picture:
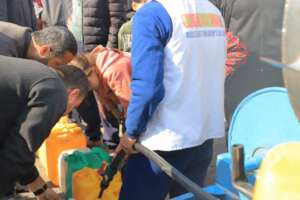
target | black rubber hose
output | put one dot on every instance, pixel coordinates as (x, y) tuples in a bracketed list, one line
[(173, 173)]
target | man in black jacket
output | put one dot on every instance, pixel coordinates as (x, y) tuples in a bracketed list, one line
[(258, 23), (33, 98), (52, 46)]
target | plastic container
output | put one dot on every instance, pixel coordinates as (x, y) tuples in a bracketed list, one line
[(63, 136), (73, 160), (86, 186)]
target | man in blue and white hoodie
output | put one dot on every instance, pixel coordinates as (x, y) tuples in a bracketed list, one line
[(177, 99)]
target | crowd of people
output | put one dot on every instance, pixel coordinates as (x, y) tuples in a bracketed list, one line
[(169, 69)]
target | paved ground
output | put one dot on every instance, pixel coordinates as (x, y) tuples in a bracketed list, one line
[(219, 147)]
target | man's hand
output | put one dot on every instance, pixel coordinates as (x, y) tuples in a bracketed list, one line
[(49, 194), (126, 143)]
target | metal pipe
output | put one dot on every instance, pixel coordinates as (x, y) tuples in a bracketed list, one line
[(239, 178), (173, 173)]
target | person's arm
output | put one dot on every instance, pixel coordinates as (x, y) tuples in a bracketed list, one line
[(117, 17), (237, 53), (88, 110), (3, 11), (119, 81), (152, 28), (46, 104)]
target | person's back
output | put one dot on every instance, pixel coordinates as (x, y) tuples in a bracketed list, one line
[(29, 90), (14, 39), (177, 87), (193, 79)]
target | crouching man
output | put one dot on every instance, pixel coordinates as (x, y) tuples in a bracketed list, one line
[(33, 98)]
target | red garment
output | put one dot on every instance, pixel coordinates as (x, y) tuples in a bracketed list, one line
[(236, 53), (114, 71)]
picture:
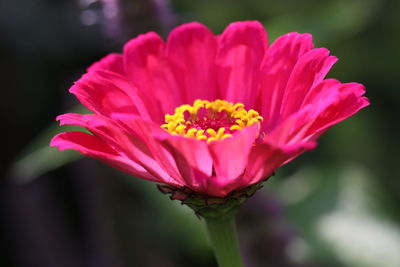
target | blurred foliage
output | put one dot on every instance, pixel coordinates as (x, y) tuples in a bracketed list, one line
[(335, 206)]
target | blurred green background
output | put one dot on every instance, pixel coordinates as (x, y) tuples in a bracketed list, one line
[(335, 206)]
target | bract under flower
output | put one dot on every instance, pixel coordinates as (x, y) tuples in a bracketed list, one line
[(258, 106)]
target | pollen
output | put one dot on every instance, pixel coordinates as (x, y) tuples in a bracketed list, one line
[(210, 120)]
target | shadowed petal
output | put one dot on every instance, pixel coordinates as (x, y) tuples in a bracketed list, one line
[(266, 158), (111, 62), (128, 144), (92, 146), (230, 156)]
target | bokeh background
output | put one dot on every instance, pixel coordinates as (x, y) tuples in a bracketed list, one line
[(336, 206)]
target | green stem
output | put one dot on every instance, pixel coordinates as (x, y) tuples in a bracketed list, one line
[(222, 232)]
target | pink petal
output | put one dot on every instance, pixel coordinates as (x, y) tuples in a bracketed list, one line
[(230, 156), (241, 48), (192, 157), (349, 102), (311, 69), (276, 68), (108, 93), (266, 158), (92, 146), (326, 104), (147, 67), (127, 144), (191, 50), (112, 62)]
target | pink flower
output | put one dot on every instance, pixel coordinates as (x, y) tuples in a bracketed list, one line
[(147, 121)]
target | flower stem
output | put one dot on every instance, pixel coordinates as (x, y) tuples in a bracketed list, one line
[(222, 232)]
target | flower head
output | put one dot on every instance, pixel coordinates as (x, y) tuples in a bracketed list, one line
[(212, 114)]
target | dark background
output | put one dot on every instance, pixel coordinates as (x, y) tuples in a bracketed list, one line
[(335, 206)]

|---|

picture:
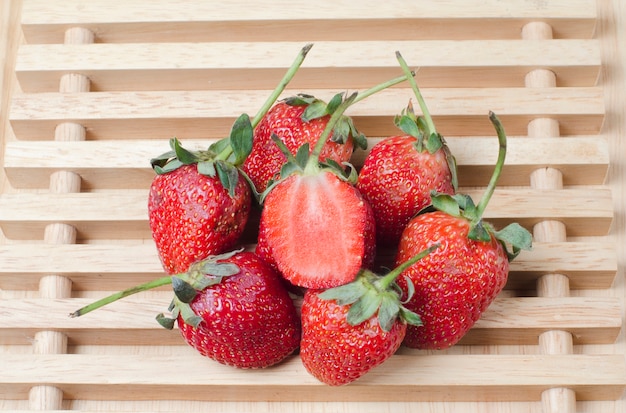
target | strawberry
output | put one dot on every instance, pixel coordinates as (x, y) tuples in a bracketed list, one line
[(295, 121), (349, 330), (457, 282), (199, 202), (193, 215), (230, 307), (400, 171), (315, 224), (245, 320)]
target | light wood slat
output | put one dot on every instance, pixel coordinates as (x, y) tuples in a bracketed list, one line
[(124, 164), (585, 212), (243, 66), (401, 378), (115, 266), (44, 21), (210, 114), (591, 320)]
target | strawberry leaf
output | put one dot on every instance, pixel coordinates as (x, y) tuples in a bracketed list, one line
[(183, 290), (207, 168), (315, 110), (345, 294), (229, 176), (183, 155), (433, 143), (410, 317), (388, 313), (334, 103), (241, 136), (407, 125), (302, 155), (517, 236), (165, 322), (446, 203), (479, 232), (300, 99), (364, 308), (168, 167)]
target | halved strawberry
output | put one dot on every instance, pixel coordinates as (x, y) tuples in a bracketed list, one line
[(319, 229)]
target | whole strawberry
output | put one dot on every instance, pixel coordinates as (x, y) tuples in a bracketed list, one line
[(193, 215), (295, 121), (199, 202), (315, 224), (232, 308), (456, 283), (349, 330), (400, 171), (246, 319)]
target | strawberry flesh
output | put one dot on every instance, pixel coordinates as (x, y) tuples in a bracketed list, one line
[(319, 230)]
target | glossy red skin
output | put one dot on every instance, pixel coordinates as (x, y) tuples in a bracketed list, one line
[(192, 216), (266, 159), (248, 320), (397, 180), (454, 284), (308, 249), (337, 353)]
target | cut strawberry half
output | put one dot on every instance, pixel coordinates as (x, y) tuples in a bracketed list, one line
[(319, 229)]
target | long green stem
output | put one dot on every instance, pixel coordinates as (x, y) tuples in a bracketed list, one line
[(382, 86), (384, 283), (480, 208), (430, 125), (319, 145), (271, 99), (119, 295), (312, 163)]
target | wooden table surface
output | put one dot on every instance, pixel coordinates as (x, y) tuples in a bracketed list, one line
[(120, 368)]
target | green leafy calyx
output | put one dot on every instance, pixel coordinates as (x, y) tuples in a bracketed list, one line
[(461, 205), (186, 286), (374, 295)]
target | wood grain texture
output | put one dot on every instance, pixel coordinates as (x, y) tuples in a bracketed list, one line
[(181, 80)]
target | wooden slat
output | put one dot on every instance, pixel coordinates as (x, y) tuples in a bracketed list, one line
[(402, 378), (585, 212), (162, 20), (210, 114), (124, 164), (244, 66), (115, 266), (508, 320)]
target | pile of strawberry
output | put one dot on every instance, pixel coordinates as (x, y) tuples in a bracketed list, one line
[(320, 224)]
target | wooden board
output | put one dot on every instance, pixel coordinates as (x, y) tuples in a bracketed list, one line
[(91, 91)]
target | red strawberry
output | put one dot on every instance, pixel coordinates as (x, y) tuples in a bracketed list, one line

|---|

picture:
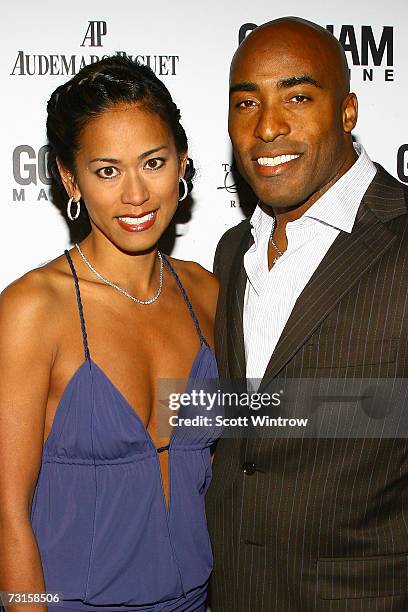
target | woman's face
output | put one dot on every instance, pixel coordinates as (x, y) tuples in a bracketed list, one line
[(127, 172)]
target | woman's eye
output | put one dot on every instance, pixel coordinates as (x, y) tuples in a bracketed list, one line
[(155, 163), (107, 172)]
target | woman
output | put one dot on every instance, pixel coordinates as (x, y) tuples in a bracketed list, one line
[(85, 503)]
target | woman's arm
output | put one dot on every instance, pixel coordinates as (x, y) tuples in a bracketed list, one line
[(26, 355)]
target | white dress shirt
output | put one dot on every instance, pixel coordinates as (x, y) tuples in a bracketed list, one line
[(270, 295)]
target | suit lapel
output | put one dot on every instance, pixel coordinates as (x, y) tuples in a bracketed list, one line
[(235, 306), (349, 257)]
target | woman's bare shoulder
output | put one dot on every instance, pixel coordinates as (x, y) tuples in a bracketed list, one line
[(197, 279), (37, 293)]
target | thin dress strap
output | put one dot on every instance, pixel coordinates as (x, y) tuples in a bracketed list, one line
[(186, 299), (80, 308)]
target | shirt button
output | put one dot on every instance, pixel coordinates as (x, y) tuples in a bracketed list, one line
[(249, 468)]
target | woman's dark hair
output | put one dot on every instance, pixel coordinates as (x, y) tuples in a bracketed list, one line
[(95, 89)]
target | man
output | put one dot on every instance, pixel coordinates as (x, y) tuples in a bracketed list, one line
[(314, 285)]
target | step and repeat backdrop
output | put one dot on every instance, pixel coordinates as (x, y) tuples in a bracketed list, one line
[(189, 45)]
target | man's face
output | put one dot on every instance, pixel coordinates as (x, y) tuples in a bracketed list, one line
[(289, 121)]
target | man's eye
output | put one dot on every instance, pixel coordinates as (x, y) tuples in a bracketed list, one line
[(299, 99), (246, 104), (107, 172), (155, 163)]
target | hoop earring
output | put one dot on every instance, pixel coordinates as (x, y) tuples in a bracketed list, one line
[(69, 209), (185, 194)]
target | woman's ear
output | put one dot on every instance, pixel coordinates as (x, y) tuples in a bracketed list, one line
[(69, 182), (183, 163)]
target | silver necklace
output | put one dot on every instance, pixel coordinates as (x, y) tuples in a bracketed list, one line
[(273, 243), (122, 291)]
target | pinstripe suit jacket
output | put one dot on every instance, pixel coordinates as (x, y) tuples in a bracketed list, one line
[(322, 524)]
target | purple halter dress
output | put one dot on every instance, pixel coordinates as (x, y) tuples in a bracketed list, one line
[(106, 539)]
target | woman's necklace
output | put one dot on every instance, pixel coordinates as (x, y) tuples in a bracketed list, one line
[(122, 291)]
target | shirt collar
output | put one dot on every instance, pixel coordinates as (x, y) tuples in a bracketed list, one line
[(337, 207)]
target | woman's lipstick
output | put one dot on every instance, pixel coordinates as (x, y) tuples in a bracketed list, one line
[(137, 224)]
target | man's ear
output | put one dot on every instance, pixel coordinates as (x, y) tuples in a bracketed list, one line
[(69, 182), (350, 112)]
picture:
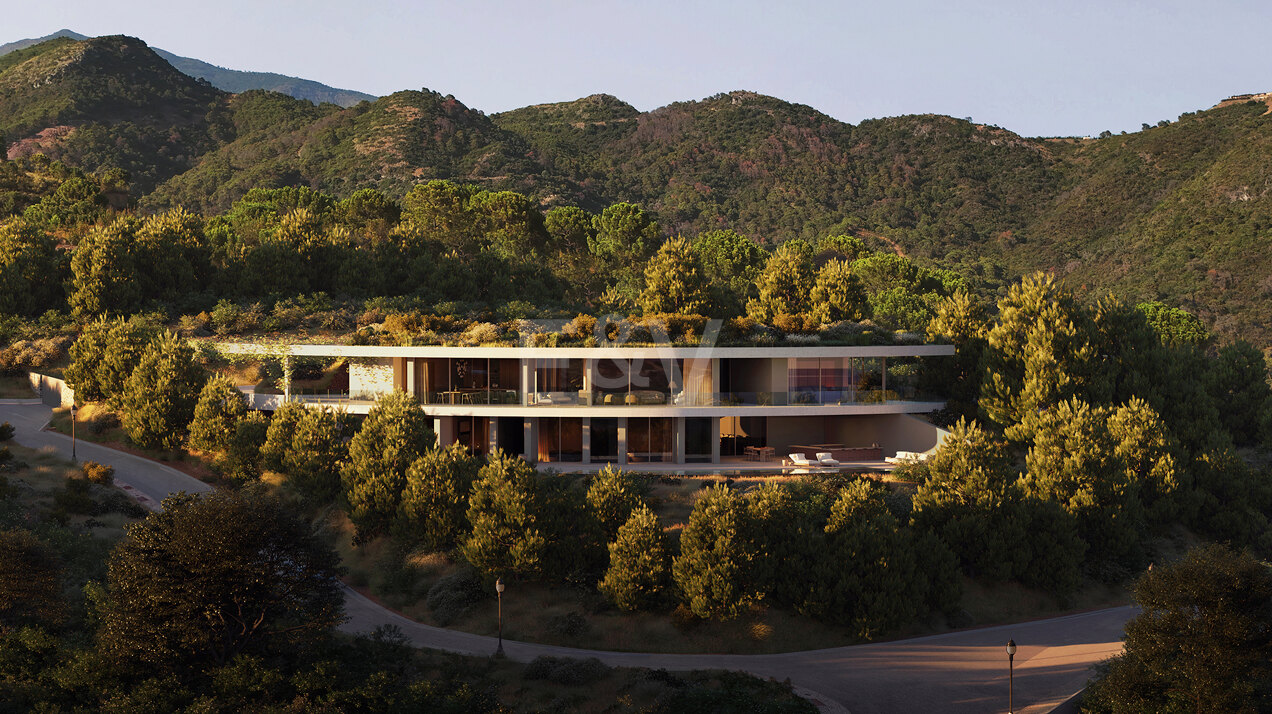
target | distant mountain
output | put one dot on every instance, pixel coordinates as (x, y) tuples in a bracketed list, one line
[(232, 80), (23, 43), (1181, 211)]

|---|

WHAT YOU NEED TO DO:
From the items above, pull out each line that contains the word "shirt" and copy it in full.

FINAL ANSWER:
target | white dress shirt
target | shirt button
target | shirt collar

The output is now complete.